--- Start of Document text ---
# Cleaning Rust off of ACLs



## indianajones (Feb 8, 2009)

Anybody know a good way to remove rust stains off of ACLs? I have a bunch of dug ACL sodas and milks with good labels but they have rust stains on them. I give them a three week soak in a solution of sodium hydroxide (lye) which gets them pretty clean but some stuff just doesn't come off.


----------



## cyberdigger (Feb 8, 2009)

Try some "CLR"  (calcium, lime, and rust remover) .. comes in a spray bottle.


----------



## madman (Feb 8, 2009)

barkeepers friend


----------



## indianajones (Feb 8, 2009)

I use CLR on embossed bottles and I have good results but when I have used it on ACLs it removed the label within seconds. I'll try the barkeepers friend. Thanks guys!


----------



## Stardust (Feb 8, 2009)

Is barkeeper's friend in a power form?
--- End of Document text ---
--- Start of Raw data ---
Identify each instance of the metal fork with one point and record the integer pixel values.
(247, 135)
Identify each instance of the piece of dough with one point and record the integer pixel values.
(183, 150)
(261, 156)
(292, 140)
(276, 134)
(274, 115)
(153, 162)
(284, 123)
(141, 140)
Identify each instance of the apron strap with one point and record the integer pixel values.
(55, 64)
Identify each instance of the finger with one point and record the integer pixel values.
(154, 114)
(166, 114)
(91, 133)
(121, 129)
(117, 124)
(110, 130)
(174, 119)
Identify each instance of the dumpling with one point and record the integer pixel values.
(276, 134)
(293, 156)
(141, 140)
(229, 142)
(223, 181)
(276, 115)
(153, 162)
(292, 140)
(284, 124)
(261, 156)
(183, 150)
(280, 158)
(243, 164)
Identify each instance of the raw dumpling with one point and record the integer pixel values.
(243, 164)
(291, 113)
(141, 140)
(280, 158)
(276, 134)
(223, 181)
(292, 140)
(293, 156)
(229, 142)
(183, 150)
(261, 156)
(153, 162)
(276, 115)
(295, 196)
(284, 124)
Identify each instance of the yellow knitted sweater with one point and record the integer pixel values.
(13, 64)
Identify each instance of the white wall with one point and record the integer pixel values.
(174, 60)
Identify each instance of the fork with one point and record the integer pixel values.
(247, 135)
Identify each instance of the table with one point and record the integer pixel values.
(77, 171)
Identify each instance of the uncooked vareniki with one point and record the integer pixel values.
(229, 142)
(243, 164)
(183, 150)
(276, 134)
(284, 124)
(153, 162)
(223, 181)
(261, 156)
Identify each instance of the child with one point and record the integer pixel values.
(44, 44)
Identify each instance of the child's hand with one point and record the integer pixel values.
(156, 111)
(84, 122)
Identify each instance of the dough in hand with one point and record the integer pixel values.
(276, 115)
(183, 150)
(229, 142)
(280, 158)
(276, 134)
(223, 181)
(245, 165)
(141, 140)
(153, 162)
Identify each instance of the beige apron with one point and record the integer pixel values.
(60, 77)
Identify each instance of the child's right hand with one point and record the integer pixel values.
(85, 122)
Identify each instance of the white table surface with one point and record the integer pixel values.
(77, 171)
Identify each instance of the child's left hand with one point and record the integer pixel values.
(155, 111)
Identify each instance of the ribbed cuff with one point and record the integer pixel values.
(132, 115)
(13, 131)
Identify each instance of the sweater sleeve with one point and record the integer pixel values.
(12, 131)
--- End of Raw data ---
Problem set
**1)** List every line in the rows above that contains the word "child".
**2)** Continue the forum thread about removing rust stains from ACL bottles, picking up after its last post.

Outputs
**1)**
Identify each instance of the child with one point and record the integer pixel values.
Identify each instance of the child's hand with one point and record the integer pixel values.
Identify each instance of the child's right hand with one point and record the integer pixel values.
Identify each instance of the child's left hand with one point and record the integer pixel values.

**2)**
----------



## madman (Feb 8, 2009)

hey star yes its a powder form like a cleanser can works great  mike  and cheap!


----------



## Mountain Man (Mar 2, 2009)

I have had really good luck with Noxon brand metal polish used gently on a soft cloth.  It is fairly abrasive so be gentle!  Wenol (in a tube) is less abrasive and should give good results. I do a lot of metal finishing and these 2 are the best.  You have to watch for the ACL coming off on the rag, the different colors will react differently.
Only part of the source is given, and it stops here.